What you have to do: Leave every picture out and return the rest of the listing verbatim.

::: Supplied data :::

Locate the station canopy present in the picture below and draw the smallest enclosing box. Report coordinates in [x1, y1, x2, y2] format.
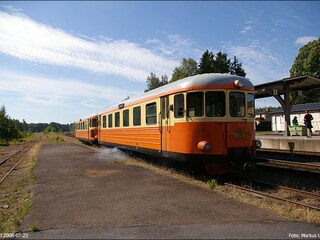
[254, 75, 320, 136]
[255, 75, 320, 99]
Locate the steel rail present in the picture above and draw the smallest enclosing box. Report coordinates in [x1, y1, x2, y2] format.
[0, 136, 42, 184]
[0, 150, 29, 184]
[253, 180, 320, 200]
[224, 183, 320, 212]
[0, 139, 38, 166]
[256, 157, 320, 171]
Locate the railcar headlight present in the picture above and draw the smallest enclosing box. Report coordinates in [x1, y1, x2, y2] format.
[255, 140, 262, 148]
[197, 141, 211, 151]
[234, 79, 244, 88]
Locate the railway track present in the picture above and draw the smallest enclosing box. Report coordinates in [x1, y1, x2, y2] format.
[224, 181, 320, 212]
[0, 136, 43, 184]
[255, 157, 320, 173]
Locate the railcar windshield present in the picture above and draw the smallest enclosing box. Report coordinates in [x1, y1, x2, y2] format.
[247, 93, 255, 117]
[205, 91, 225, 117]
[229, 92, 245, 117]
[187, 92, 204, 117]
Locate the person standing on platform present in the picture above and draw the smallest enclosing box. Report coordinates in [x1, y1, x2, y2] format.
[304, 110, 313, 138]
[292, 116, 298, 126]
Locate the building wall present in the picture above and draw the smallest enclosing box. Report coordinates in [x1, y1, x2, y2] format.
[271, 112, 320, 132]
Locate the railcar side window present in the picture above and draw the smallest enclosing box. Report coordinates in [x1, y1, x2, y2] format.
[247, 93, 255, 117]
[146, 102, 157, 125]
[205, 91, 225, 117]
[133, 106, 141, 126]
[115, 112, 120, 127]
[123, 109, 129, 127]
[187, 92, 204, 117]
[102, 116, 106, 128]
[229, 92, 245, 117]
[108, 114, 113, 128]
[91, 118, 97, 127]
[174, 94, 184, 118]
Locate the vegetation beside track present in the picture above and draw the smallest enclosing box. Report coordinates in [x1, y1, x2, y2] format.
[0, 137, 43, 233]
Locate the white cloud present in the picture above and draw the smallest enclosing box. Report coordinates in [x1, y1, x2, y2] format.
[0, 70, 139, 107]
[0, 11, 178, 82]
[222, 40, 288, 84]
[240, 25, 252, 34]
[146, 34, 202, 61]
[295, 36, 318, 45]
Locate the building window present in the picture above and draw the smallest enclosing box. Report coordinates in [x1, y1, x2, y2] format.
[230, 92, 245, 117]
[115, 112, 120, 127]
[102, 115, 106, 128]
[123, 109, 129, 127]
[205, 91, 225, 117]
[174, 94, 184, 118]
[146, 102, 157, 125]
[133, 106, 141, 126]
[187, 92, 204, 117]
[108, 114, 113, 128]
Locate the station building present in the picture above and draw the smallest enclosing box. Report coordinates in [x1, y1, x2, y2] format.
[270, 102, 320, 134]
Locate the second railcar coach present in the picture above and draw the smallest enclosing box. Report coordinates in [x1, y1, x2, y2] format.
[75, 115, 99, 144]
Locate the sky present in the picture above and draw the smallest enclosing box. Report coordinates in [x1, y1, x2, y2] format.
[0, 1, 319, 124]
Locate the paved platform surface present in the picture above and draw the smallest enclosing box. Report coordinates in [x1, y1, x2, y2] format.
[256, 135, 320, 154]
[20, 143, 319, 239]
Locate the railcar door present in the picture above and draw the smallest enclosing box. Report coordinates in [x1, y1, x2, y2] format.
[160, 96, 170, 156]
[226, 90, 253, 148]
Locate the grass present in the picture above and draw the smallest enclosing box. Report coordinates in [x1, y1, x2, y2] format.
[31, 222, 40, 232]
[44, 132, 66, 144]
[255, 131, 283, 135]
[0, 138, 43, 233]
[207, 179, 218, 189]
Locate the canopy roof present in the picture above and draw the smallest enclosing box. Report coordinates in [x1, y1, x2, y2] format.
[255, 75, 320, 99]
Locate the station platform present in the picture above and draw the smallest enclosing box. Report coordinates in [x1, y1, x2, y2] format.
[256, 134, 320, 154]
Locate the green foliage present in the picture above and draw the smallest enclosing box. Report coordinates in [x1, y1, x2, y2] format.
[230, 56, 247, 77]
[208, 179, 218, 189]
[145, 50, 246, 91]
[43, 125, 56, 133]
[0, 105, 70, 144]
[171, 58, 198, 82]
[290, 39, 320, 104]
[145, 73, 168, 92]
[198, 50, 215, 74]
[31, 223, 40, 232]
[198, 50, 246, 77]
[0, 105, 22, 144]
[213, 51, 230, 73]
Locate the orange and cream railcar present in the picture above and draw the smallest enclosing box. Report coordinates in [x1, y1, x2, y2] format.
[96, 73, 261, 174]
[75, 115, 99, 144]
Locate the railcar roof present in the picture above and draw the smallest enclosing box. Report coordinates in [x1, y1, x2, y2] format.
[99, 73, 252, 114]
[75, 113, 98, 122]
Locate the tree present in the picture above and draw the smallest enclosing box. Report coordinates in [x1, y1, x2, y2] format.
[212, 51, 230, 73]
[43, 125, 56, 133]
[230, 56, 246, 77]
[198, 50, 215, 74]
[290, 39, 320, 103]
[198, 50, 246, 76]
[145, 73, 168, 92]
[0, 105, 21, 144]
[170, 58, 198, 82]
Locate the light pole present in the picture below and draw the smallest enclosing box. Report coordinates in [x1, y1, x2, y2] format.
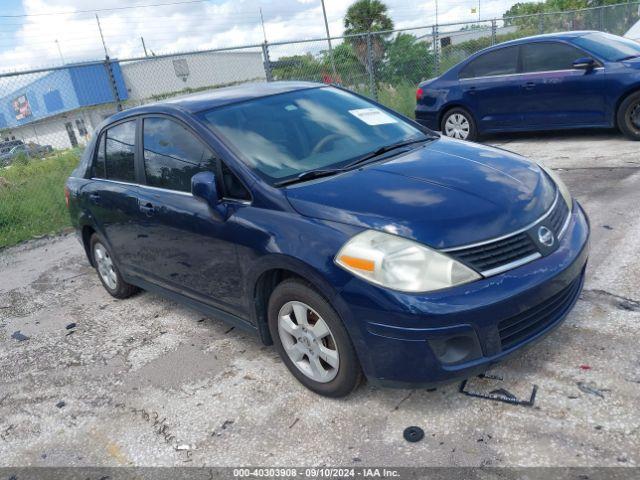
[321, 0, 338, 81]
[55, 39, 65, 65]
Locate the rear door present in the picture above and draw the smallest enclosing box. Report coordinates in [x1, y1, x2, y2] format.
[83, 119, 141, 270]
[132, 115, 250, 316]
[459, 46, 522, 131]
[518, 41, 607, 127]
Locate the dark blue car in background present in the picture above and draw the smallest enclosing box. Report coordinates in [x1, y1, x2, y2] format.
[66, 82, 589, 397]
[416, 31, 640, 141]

:::

Answer below:
Locate the station canopy present in the picture below and draw the smallest enclosing box. Report coordinates in [x1, y1, x2, y2] format.
[254, 75, 320, 136]
[255, 75, 320, 99]
Locate the steel rail present in the picture above and draw the smallest enclosing box. Report coordinates in [x1, y1, x2, y2] format.
[0, 136, 42, 184]
[0, 150, 29, 184]
[253, 180, 320, 200]
[224, 183, 320, 212]
[0, 139, 38, 166]
[256, 157, 320, 171]
Locate the railcar headlight present in the picture above and draw the smallest enclosing box. Report coordinates in [x1, y1, x2, y2] format.
[255, 140, 262, 148]
[197, 141, 211, 151]
[234, 79, 244, 88]
Locate the railway track present in the picture above and draw the smallest enclosing box. Report coordinates in [x1, y1, x2, y2] format.
[224, 181, 320, 212]
[0, 136, 43, 184]
[255, 157, 320, 173]
Locate the railcar windshield present in the picture above and draw the smallest enclosing box. Report coordinates in [x1, y1, x2, y2] format.
[247, 93, 255, 117]
[205, 91, 225, 117]
[229, 92, 245, 117]
[187, 92, 204, 117]
Locate the person standing on platform present in the picture above and draw the smallest enclosing box. Report coordinates in [x1, y1, x2, y2] format.
[304, 110, 313, 138]
[292, 116, 298, 126]
Locate the building wall present in the picture above and draw the smallest enclosing box. Report coordinates in [x1, y1, x2, y2] format.
[271, 112, 320, 132]
Locate the railcar side window present in the picture above and draw the smallest enclosing box. Report coordinates in [x1, y1, x2, y2] format.
[247, 93, 255, 117]
[146, 102, 157, 125]
[205, 91, 225, 117]
[133, 106, 141, 126]
[115, 112, 120, 127]
[123, 109, 129, 127]
[187, 92, 204, 117]
[102, 116, 106, 128]
[229, 92, 245, 117]
[108, 114, 113, 128]
[91, 118, 97, 127]
[174, 94, 184, 118]
Locate the vegetation beside track present in the picture above and draw the smallest enclosing box. Report coordinates in [x1, y1, x2, y2] format.
[0, 137, 43, 233]
Locate the white cloud present in the picture above and draw the smallest enclosing box. Report coordinates in [x1, y1, x2, y2] format.
[0, 70, 139, 107]
[0, 11, 178, 82]
[222, 40, 288, 84]
[240, 25, 252, 34]
[146, 34, 202, 61]
[295, 36, 318, 45]
Locate the building window present in the picture above and draw the smallest enclosing box. Report coordinates in [x1, y1, x2, y2] format.
[230, 92, 245, 117]
[115, 112, 120, 127]
[102, 115, 106, 128]
[123, 109, 129, 127]
[205, 91, 225, 117]
[174, 94, 184, 118]
[146, 102, 157, 125]
[133, 106, 141, 126]
[187, 92, 204, 117]
[108, 114, 113, 128]
Locate the station building present in the picture above and draw the smallest enclosing box. Report coordinates in [x1, y1, x2, y2] format.
[270, 102, 320, 134]
Locate the second railcar coach present in the picture above and draw the smallest enclosing box. Report coordinates in [x1, y1, x2, y2] format.
[75, 115, 99, 144]
Locate the sky present in the picture above and draw the smallest enclosing box. Report coordinates in [x1, y1, x2, y2] format.
[0, 1, 319, 124]
Locate the paved platform surface present in the picture above and draw the smallest enclosing box. Report coordinates in [x1, y1, x2, y2] format.
[256, 135, 320, 154]
[20, 143, 319, 239]
Locate the railcar door present in the picture above and draw the smallest enclosing box. Report coordinates in [x1, y1, x2, y2] format.
[160, 96, 170, 156]
[226, 90, 253, 148]
Locate the grass present in the picture above and draw the smallest enclosing box. Report coordinates in [x1, y1, x2, y2] format.
[31, 222, 40, 232]
[44, 132, 66, 144]
[255, 131, 283, 135]
[0, 138, 43, 233]
[207, 179, 218, 189]
Locate the canopy roof present in the picture above and draw the smallest enclosing box. Report coordinates in [x1, y1, x2, y2] format.
[255, 75, 320, 99]
Locate the station platform present in the picture above and draw the smallest enclosing box. Report coordinates in [x1, y1, x2, y2] format.
[256, 134, 320, 154]
Locate the green foliage present in the picture above and draw the smallest enclosing box. Report coordinates in [x1, y1, x2, y2] format.
[230, 56, 247, 77]
[208, 179, 218, 189]
[145, 50, 246, 91]
[43, 125, 56, 133]
[0, 105, 70, 144]
[171, 58, 198, 82]
[290, 39, 320, 104]
[145, 73, 168, 92]
[198, 50, 215, 74]
[31, 223, 40, 232]
[198, 50, 246, 77]
[0, 105, 22, 144]
[213, 51, 230, 73]
Locate the orange and cream railcar present in the picture above and draw the smallest enclosing box. Report coordinates in [x1, y1, x2, y2] format.
[96, 73, 261, 174]
[75, 115, 99, 144]
Locate the railcar roof present in the picture above and draw the smallest enclosing box. Report coordinates in [x1, y1, x2, y2] format.
[99, 73, 252, 114]
[75, 113, 98, 122]
Locate the tree present in the picture above and draw the smallest enclosing box. Report coordinates in [x1, y1, x2, y2] format.
[212, 51, 230, 73]
[43, 125, 56, 133]
[230, 56, 246, 77]
[198, 50, 215, 74]
[290, 39, 320, 103]
[198, 50, 246, 76]
[145, 73, 168, 92]
[0, 105, 21, 144]
[170, 58, 198, 82]
Locate the light pole present in the picture below and draw the smallest enclosing box. Report coordinates in [x1, y1, x2, y2] format.
[321, 0, 338, 81]
[55, 39, 65, 65]
Locate the rear door present in the picture above and draw the smallest enclosing box. Report coordinates in [x1, y1, x2, y2] format.
[83, 119, 141, 270]
[132, 115, 250, 316]
[459, 46, 522, 131]
[518, 41, 607, 127]
Locate the dark blue car in background present in the picture above and draw the smallest enclosing box. Report coordinates in [x1, y1, x2, y2] format.
[66, 82, 589, 397]
[416, 31, 640, 141]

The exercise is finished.